▶ [Tasks for this exercise]:
A - In the review of Bleak House, what subject did the writer study for a semester in law school before returning to the novel?
B - Translate this sentence from the review of Bleak House into Spanish: "There was always a problem about law not delivering justice in time."
C - Extend the review of Bleak House by writing what comes after its closing quotation.

▶ [Selected excerpt]:
Author: Charles Dickens
I had started reading Bleak House long before, but gave up when it was too heavy for me to handle. But, after a semester of classes on Law and Equity in my law school a year back, I picked it up again a few months back and read it through. And, I enjoyed every dig, every syllable that Dickens had to say about the Chancery and its court of Equity.
There was always a problem about law not delivering justice in time. Sayings such as ‘justice delayed is justice denied’ is popular and known to all of us. Dickens captures the essence of it throughout his book.
“The good ships Law and Equity, those teak-built, copper-bottomed, iron-fastened, brazen-faced, and not by any means fast-sailing clippers are laid up in ordinary.”
“Over all the legal neighbourhood there hangs, like some great veil of rust or gigantic cobweb, the idleness and pensiveness of the long vacation.”
If the whole narrative of Bleak House has to be simply put, we just need one of the most preliminary paragraphs of the novel to get on point with the theme and the storyline. It is also one of the most pleasurable and enjoyable descriptions I have come across.
“Jarndyce and Jarndyce drones on. This scarecrow of a suit has, in course of time, become so complicated that no man alive knows what it means. The parties to it understand it least, but it has been observed that no two Chancery lawyers can talk about it for five minutes without coming to a total disagreement as to all the premises. Innumerable children have been born into the cause; innumerable young people have married into it; innumerable old people have died out of it. Scores of persons have deliriously found themselves made parties in Jarndyce and Jarndyce without knowing how or why; whole families have inherited legendary hatreds with the suit.”

(Gathered data entries)
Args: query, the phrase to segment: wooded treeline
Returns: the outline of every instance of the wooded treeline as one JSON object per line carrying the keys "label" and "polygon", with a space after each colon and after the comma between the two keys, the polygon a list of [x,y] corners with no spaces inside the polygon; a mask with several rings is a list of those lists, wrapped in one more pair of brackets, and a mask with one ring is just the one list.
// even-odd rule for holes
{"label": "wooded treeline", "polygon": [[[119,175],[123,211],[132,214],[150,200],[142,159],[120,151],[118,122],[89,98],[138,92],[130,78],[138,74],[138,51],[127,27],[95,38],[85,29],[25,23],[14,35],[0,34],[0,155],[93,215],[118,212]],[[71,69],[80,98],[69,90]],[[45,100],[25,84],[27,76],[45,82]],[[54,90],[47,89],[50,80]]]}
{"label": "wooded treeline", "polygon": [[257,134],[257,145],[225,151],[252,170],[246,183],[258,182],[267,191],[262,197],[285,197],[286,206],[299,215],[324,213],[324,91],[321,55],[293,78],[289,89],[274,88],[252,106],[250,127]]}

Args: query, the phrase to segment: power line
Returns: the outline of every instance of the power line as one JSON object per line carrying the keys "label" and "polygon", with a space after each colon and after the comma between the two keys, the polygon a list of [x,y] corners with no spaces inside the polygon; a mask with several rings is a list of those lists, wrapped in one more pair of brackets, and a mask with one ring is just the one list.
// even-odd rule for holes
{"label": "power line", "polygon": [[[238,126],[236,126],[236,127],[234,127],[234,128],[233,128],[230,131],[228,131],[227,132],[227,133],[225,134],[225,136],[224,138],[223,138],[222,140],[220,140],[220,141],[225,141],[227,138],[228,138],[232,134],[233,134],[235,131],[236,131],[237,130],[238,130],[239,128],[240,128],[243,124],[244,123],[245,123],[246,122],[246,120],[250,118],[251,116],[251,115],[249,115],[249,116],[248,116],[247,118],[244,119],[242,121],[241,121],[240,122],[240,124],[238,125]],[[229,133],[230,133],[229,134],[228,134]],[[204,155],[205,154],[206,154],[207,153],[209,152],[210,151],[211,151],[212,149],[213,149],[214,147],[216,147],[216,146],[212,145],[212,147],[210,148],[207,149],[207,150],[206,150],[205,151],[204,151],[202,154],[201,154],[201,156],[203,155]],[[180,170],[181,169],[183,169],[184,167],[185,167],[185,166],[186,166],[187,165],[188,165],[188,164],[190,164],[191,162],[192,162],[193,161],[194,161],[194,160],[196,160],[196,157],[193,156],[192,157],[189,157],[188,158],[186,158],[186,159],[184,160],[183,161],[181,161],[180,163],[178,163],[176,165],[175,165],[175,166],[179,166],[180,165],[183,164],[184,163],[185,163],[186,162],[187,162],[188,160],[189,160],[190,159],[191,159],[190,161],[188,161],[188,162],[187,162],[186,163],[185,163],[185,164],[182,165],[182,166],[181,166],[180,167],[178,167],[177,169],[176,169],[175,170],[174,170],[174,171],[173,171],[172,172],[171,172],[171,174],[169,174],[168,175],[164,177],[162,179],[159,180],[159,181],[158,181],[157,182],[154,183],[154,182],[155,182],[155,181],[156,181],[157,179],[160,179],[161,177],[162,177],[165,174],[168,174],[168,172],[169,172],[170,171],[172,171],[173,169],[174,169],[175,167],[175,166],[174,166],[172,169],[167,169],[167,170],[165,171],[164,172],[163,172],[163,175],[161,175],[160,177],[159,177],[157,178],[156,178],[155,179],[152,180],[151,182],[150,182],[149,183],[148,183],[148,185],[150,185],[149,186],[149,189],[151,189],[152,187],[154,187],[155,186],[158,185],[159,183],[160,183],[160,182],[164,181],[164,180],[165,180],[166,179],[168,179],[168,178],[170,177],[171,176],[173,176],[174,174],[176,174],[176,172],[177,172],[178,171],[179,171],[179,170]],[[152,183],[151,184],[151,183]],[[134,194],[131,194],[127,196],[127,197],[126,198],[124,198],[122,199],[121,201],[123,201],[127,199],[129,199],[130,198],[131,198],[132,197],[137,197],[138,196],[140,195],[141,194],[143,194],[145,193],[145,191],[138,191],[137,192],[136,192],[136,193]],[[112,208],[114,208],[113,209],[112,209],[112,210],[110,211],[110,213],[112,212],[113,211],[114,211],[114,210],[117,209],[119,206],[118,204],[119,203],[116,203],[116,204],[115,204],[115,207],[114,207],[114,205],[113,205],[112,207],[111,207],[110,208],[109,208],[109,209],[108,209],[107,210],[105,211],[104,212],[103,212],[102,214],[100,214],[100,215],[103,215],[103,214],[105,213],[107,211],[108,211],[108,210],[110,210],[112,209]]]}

▶ [Task answers]:
A - Law and Equity.

B - Siempre hubo un problema con que la ley no impartiera justicia a tiempo.

C -
It is a common fact of basic knowledge to all those who have Equity as a subject that the first and the most important principle on which the whole concept of Equity is founded is that- “Equity will not suffer a wrong to be without a remedy.” Want to know the truth of Dickens’ times? Here’s an extract that’ll clearly give you the answer.
“This is the Court of Chancery, which has its decaying houses and its blighted lands in every shire, which has its worn-out lunatic in every madhouse and its dead in every churchyard, which has its ruined suitor with his slipshod heels and threadbare dress borrowing and begging through the round of every man's acquaintance, which gives to monied might the means abundantly of wearying out the right, which so exhausts finances, patience, courage, hope, so overthrows the brain and breaks the heart, that there is not an honourable man among its practitioners who would not give—who does not often give—the warning, "Suffer any wrong that can be done you rather than come here!"”
Bleak House is an absolute pleasure to read. With Dickens, it is never just about the story, but the nuances of his narrative plays a very important role. Bleak house is a must read for all, and most definitely all law students. And, here’s a good suggestion from a fellow-reader: do some homework on equity before you get to Bleak House, I’m sure the fun will be doubled!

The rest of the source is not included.